# start of Provided entries

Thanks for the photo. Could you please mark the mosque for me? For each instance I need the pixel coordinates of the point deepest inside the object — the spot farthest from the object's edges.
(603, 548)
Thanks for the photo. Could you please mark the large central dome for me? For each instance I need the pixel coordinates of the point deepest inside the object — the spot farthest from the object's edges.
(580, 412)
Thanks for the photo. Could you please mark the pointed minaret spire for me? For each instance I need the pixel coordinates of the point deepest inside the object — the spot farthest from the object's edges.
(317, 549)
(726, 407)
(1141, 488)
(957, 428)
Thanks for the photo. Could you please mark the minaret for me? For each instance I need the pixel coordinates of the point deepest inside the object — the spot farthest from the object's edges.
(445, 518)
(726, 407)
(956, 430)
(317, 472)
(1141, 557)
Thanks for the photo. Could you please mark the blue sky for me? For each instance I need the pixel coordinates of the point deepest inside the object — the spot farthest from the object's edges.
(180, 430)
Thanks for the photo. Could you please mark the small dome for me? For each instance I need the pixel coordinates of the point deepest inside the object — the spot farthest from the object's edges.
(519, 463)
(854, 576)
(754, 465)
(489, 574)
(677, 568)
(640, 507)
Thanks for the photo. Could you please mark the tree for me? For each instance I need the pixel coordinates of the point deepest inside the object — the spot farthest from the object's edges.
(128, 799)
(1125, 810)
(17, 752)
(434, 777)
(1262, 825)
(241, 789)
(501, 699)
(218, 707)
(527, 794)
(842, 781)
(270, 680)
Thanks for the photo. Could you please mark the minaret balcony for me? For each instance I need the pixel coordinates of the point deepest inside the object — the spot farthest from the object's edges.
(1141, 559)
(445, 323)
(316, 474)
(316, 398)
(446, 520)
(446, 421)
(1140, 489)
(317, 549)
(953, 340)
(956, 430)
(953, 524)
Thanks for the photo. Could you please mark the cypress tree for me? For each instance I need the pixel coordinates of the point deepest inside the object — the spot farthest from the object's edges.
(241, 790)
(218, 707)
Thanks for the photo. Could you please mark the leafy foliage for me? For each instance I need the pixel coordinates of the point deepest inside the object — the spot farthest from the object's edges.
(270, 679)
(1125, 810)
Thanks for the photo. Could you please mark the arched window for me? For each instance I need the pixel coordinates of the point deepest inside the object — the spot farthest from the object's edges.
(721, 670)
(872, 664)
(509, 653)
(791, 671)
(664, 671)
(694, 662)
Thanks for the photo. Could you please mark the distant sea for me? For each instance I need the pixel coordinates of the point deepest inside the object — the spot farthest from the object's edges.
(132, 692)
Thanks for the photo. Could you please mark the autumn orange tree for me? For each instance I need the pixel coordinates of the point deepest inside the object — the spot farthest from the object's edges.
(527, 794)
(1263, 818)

# end of Provided entries

## Exercise:
Copy out every line of the records word for word, beginning with the line that contains "Thanks for the photo. Could you please mark the distant" and continuing through the end of the records.

## Written answer:
Thanks for the photo. Could you please mark the distant sea for me? For each instance I need the pixel coordinates of the point deepest inside the object — the spot farthest from the object's edges.
(132, 692)
Thanks for the photo. Could you please mark the autumn orange tree for me? For each instance I need the pixel coordinates of the point deepest inside the object — the spot farthest from the object's edges.
(527, 794)
(1263, 818)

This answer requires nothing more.